### Required action
Give back exactly the lines of the entries below from the line with "# Task: locate the shrub in this image" to the line with "# Task: locate the cream", inclusive, and only those.

### Information supplied
━━━━━━

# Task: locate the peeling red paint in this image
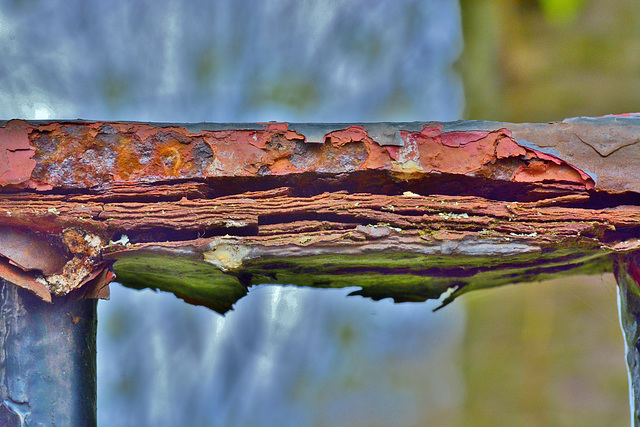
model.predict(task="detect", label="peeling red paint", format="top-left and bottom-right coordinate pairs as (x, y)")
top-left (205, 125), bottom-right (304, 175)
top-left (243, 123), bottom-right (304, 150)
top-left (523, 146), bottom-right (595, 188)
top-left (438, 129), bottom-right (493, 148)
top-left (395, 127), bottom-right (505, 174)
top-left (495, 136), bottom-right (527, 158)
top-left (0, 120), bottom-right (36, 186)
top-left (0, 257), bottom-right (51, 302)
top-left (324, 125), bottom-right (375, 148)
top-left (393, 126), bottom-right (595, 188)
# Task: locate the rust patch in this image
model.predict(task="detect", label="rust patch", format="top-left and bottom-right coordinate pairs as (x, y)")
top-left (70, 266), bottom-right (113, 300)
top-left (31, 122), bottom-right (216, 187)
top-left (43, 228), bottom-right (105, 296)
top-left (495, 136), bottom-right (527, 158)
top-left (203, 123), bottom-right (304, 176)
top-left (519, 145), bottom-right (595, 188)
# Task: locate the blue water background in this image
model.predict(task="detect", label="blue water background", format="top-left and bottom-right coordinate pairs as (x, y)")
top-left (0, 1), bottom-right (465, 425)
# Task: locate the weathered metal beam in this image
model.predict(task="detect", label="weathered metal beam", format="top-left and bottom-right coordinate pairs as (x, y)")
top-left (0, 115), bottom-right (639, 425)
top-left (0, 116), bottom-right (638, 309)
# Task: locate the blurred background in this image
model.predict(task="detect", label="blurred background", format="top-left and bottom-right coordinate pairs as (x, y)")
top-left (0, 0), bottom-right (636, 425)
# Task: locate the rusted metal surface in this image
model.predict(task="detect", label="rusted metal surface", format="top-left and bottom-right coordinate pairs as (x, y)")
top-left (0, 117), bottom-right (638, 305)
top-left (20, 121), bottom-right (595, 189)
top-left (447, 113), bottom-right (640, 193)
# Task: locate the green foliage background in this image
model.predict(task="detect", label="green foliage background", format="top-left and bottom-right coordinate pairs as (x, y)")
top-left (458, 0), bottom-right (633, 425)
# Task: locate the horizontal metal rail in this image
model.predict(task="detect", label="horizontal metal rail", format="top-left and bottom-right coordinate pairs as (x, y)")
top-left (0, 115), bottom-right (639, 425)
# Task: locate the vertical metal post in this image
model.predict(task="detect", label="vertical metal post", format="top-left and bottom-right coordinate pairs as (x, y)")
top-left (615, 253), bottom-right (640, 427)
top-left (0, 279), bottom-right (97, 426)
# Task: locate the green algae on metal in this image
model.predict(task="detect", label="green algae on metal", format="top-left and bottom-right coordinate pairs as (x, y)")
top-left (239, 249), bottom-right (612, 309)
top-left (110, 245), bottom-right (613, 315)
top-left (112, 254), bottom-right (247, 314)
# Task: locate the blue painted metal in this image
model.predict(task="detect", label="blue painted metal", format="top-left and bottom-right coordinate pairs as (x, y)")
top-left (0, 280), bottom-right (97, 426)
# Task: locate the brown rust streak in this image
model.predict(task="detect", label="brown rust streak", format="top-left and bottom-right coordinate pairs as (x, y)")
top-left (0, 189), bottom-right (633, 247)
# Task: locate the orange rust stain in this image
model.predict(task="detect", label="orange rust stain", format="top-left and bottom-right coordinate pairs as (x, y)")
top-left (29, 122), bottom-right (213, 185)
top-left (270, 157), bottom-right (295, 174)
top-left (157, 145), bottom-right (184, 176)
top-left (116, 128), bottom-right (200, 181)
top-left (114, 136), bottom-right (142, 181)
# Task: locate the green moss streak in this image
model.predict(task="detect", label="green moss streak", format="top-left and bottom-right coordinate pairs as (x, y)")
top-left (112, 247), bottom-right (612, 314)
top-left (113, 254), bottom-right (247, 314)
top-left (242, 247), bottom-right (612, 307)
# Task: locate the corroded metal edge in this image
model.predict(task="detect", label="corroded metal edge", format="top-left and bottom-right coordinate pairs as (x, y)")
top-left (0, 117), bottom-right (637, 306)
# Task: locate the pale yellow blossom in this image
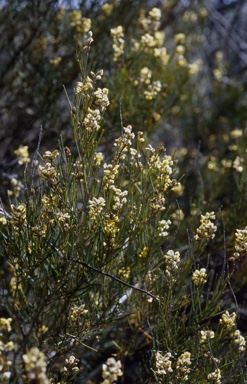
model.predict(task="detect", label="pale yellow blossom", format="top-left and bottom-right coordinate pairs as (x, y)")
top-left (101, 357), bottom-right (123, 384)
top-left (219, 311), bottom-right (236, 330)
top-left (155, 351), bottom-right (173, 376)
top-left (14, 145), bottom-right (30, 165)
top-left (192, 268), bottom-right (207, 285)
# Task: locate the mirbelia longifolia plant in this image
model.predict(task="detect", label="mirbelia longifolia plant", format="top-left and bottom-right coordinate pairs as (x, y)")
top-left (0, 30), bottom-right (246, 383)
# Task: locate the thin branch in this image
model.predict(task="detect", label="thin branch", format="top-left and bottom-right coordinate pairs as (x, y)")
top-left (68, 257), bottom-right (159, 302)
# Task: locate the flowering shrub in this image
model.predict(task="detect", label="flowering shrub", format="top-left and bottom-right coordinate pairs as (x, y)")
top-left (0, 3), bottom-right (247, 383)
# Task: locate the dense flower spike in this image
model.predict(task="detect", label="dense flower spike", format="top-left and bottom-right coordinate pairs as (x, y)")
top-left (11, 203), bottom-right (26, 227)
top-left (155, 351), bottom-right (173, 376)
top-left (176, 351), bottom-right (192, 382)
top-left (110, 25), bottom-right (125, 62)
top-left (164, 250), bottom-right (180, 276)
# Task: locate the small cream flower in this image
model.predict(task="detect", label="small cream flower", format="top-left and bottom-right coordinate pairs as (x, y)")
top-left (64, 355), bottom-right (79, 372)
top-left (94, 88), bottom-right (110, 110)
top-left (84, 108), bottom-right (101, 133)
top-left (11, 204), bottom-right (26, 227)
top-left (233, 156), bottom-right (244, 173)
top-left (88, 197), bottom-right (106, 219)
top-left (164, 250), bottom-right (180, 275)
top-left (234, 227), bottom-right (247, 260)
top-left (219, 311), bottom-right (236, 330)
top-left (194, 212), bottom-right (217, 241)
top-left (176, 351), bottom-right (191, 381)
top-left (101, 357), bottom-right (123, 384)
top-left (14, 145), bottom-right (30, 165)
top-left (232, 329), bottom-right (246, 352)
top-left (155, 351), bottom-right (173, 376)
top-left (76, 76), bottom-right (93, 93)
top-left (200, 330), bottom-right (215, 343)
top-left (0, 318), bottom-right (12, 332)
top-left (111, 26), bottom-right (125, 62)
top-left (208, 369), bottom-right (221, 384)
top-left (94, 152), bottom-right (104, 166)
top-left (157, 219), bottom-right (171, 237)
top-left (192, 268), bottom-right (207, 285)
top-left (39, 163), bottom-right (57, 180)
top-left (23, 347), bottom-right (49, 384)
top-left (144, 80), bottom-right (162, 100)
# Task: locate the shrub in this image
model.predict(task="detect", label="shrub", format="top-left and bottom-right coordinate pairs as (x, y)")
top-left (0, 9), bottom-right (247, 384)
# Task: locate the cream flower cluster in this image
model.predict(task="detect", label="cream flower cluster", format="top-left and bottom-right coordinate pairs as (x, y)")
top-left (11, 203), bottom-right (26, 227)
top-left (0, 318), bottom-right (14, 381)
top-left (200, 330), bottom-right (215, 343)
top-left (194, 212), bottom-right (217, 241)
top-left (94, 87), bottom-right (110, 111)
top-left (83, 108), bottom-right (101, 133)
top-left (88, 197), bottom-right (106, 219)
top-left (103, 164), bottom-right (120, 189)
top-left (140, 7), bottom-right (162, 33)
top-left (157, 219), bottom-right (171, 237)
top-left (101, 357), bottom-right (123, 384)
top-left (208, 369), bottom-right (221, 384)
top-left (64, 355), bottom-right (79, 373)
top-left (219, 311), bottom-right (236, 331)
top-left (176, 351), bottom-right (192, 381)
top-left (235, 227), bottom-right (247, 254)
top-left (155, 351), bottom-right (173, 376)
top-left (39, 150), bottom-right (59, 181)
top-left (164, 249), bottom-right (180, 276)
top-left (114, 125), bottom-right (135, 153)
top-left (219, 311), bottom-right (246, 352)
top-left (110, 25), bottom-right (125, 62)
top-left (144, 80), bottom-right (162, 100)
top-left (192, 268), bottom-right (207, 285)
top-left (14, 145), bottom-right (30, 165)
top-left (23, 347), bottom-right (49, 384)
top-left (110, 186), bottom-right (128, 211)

━━━━━━

### Solution for this task
# Task: locate the shrub in this image
model.predict(task="detect", label="shrub", format="top-left and bottom-right coordinate pairs as (x, y)")
top-left (0, 9), bottom-right (247, 384)
# Task: locate the cream flower cluster in this image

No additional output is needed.